Source document:
[start]

# Image Generation with Variational Autoencoders

We'll build a variational autoencoder (VAE) to generate images of handwritten digits inspired by the MNIST dataset.

## The MNIST dataset

The MNIST dataset consists of grayscale images of hand-written digits from 0 to 9. Each image is 28 pixels by 28 pixels. There're 60,000 training images and 10,000 test images.

We've organized these images in two folders named `train` and `test` in the GitHub repository https://github.com/DeepTrackAI/MNIST_dataset:

In [None]:
import os

if not os.path.exists("MNIST_dataset"):
    os.system("git clone https://github.com/DeepTrackAI/MNIST_dataset")

dir = os.path.join("MNIST_dataset", "mnist", "train")

In [None]:
print(f"{len(os.listdir(dir))} training images")

We load the data using `Deeptrack2.0`. We will only use `6000` images for training and `6000` for test. We normalize the images in the range `[0, 1]`

In [None]:
import deeptrack as dt
import torch

dt.config.disable_image_wrapper()                                               ### Why this line?

paths = dt.sources.ImageFolder(root=dir)
train_paths, test_paths, _ = dt.sources.random_split(paths, [0.1, 0.1, 0.8])

sources = dt.sources.Sources(train_paths, test_paths)

pipeline = (
    dt.LoadImage(sources.path)
    >> dt.NormalizeMinMax()
    >> dt.MoveAxis(2, 0)
    >> dt.pytorch.ToTensor(dtype=torch.float)
)

We will randomly choose and visualize some of the images in the dataset

In [None]:
import matplotlib.pyplot as plt
from numpy import random, squeeze

fig, axs = plt.subplots(3, 10, figsize=((10, 3)))

[end]

Short task 1: In the listing, rewrite the stretch from the line containing "Keep to these rules. Indicate every instance of the tree" through the end of the listing, substituting "goose" for "merganser" and changing nothing else. Leave the picture markers out.
The listing that follows has no connection to the VAE tutorial above.

Data for this task:

[start]

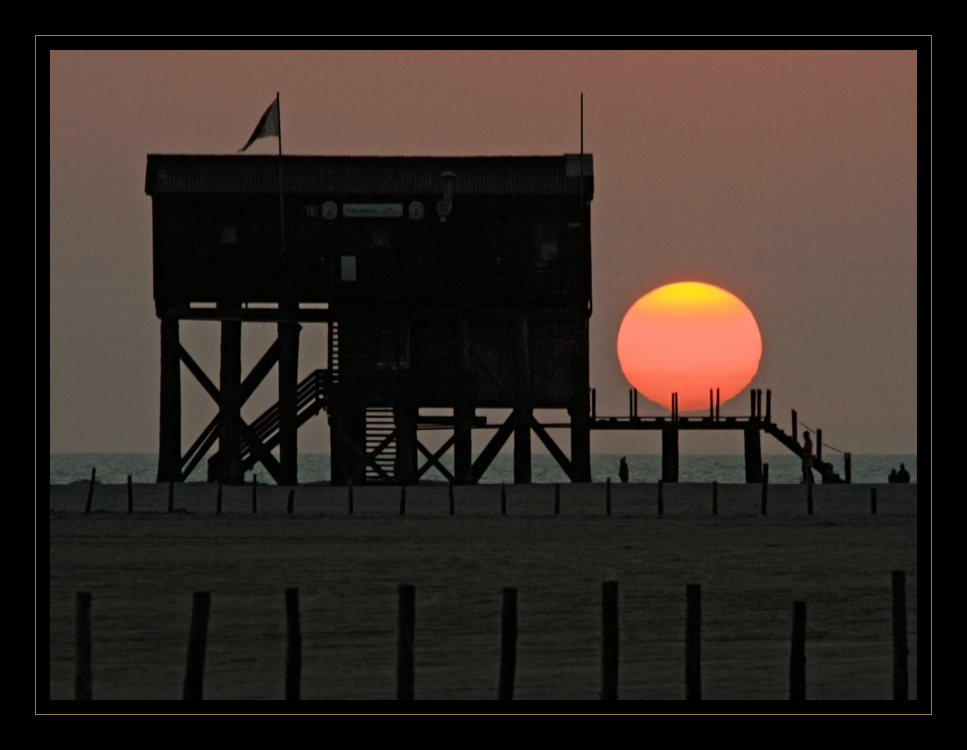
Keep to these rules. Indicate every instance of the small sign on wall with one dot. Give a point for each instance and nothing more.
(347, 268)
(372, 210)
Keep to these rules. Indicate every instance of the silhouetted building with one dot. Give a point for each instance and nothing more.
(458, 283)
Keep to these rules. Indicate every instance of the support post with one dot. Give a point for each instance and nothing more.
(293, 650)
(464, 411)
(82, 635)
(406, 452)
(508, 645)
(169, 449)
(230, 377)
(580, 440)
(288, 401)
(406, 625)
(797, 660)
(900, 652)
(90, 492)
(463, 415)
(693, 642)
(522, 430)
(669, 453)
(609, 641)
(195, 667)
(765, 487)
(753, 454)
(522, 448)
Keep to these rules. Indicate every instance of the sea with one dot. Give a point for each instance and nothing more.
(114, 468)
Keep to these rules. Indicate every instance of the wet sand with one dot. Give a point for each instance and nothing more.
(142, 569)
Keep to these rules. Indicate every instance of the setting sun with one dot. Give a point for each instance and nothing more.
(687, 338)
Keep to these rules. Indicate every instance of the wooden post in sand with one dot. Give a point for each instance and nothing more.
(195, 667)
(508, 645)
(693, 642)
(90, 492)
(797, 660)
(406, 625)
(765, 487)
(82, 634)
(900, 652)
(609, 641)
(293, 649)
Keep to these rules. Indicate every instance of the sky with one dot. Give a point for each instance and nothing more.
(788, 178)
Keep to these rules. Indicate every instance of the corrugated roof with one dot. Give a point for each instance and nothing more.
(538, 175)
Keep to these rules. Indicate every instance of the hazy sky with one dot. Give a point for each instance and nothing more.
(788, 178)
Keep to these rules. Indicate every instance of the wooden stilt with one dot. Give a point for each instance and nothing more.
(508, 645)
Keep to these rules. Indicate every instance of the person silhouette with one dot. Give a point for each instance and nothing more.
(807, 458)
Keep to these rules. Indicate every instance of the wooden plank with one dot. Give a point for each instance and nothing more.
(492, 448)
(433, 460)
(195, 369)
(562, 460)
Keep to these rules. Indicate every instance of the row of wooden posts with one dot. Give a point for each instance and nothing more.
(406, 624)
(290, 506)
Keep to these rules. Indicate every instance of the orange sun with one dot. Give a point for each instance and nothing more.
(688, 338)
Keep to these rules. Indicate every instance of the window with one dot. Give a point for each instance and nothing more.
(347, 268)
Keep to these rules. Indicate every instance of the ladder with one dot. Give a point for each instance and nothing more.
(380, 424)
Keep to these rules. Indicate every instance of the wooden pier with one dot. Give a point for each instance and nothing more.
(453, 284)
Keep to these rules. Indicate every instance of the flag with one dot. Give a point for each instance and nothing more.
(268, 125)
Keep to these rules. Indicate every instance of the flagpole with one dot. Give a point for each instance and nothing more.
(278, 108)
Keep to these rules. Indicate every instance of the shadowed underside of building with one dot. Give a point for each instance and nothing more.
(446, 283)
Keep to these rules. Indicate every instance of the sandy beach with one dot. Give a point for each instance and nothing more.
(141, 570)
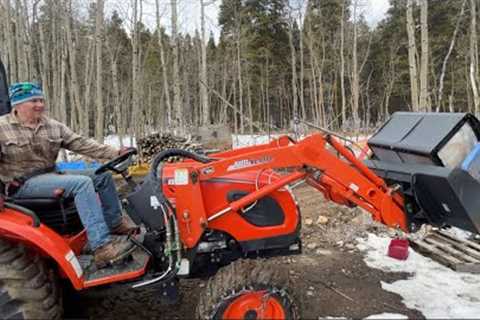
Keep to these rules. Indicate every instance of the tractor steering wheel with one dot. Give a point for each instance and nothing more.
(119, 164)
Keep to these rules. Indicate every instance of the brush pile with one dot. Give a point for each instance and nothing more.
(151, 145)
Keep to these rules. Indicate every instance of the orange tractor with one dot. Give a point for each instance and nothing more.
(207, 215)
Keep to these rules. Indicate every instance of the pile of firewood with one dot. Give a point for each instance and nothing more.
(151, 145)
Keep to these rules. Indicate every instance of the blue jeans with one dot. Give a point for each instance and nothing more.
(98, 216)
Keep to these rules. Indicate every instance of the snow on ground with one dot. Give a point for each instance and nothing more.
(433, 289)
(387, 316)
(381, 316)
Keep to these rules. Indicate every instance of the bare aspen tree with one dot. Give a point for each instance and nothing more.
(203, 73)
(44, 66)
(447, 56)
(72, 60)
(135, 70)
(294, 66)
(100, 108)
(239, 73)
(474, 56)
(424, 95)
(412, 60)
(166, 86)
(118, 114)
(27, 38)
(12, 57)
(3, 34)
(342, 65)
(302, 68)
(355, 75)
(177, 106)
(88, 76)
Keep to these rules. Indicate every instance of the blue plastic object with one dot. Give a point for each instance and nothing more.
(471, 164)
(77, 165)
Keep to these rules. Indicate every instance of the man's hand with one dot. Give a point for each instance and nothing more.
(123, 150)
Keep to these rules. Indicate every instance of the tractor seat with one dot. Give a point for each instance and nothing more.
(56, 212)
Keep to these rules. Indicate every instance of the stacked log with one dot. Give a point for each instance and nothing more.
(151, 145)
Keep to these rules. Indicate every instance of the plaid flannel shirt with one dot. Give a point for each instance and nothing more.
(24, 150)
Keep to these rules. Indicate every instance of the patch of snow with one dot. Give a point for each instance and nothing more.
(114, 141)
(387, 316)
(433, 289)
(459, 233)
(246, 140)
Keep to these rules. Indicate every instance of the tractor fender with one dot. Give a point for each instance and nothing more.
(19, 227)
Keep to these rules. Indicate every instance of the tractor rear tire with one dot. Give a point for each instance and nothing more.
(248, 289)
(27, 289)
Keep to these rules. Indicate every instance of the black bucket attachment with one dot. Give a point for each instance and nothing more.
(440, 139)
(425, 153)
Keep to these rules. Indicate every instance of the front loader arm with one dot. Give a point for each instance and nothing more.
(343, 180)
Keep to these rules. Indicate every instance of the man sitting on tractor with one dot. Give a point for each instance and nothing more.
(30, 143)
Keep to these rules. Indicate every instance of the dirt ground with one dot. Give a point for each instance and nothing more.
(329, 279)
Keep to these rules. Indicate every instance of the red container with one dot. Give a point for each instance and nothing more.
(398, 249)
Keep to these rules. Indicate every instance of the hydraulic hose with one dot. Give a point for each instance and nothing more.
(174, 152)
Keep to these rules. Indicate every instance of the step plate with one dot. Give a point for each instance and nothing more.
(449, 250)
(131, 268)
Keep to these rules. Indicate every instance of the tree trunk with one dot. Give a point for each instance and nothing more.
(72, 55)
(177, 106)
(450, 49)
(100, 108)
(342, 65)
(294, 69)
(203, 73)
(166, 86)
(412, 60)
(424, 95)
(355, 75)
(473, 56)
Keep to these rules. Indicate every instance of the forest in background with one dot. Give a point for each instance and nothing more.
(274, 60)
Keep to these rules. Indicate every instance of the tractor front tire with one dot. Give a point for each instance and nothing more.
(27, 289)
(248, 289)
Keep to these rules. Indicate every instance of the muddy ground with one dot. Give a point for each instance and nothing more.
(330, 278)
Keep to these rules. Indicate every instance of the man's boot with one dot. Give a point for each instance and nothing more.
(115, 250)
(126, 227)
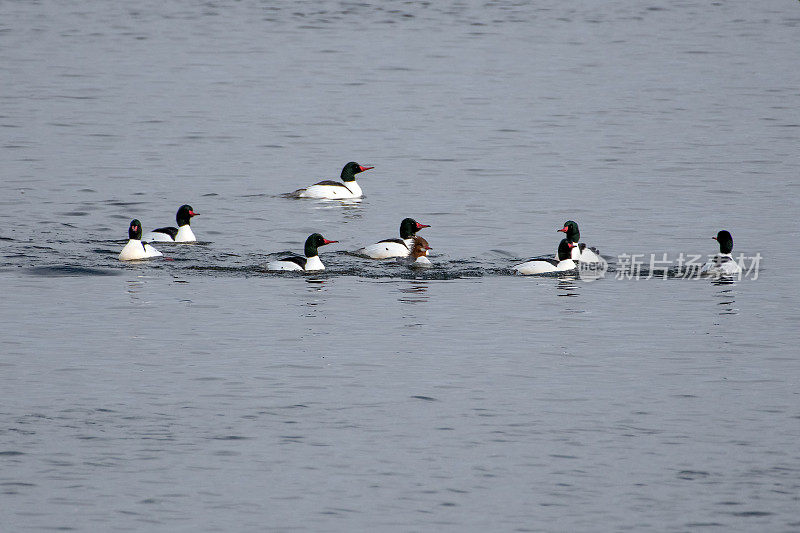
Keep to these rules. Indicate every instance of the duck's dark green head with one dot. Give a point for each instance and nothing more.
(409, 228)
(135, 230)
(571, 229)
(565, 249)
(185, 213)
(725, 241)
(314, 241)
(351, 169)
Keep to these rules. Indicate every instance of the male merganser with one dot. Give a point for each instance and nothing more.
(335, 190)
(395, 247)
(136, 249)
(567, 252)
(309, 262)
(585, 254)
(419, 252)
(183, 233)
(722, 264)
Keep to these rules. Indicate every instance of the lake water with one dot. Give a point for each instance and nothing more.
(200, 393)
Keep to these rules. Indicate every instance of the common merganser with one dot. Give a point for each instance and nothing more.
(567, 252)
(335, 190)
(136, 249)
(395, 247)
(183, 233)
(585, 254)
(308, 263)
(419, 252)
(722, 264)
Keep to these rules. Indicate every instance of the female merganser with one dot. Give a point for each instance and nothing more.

[end]

Short task 2: Retype the stretch of the VAE tutorial from "# Image Generation" through "10,000 test images." character for character.

Right answer 1:
Keep to these rules. Indicate every instance of the tree trunk with one dot. Give a point for each instance and nothing more.
(72, 55)
(177, 106)
(450, 49)
(100, 108)
(342, 65)
(294, 69)
(203, 73)
(166, 86)
(412, 60)
(424, 95)
(355, 75)
(473, 56)
Keep to these rules. Indicate every instance of the forest in background with one dot. Give a point for each instance and nothing more.
(274, 60)
Keep to these rules. Indicate every instance of the tractor front tire with one dot. Give a point for each instance and nothing more.
(27, 289)
(248, 289)
Keep to these rules. Indicate every instance of the muddy ground with one dot. Give a point for each instance and nothing more.
(330, 278)
Keep to these rules. Indicate every instance of the man's boot with one dot. Give a point for each instance and nothing more.
(115, 250)
(126, 227)
Keep to these rules. Indicate every instance of the duck's dark green head with one dot. Give a point for each instance and nothing more.
(409, 228)
(135, 230)
(571, 229)
(565, 249)
(185, 213)
(725, 241)
(314, 241)
(351, 169)
Keep to these rules. Indicate every instance of the male goose with one dot. Give a point for each instance and nothing more.
(335, 190)
(395, 247)
(136, 249)
(567, 252)
(309, 262)
(585, 254)
(419, 252)
(183, 233)
(722, 264)
Keep to these rules. Indicate every instance of the lake water with one dot. Give a point for each instance and nothing more.
(200, 393)
Keep to these rules. Indicate every instance of the common goose with one dot. Give a point for each instance and nothing more.
(567, 252)
(335, 190)
(136, 249)
(395, 247)
(183, 233)
(585, 254)
(308, 263)
(419, 252)
(722, 264)
Keep to these rules. Indicate every instance of the female goose with one dot. Give a point for each instance and nothing more.

Right answer 2:
# Image Generation with Variational Autoencoders

We'll build a variational autoencoder (VAE) to generate images of handwritten digits inspired by the MNIST dataset.

## The MNIST dataset

The MNIST dataset consists of grayscale images of hand-written digits from 0 to 9. Each image is 28 pixels by 28 pixels. There're 60,000 training images and 10,000 test images.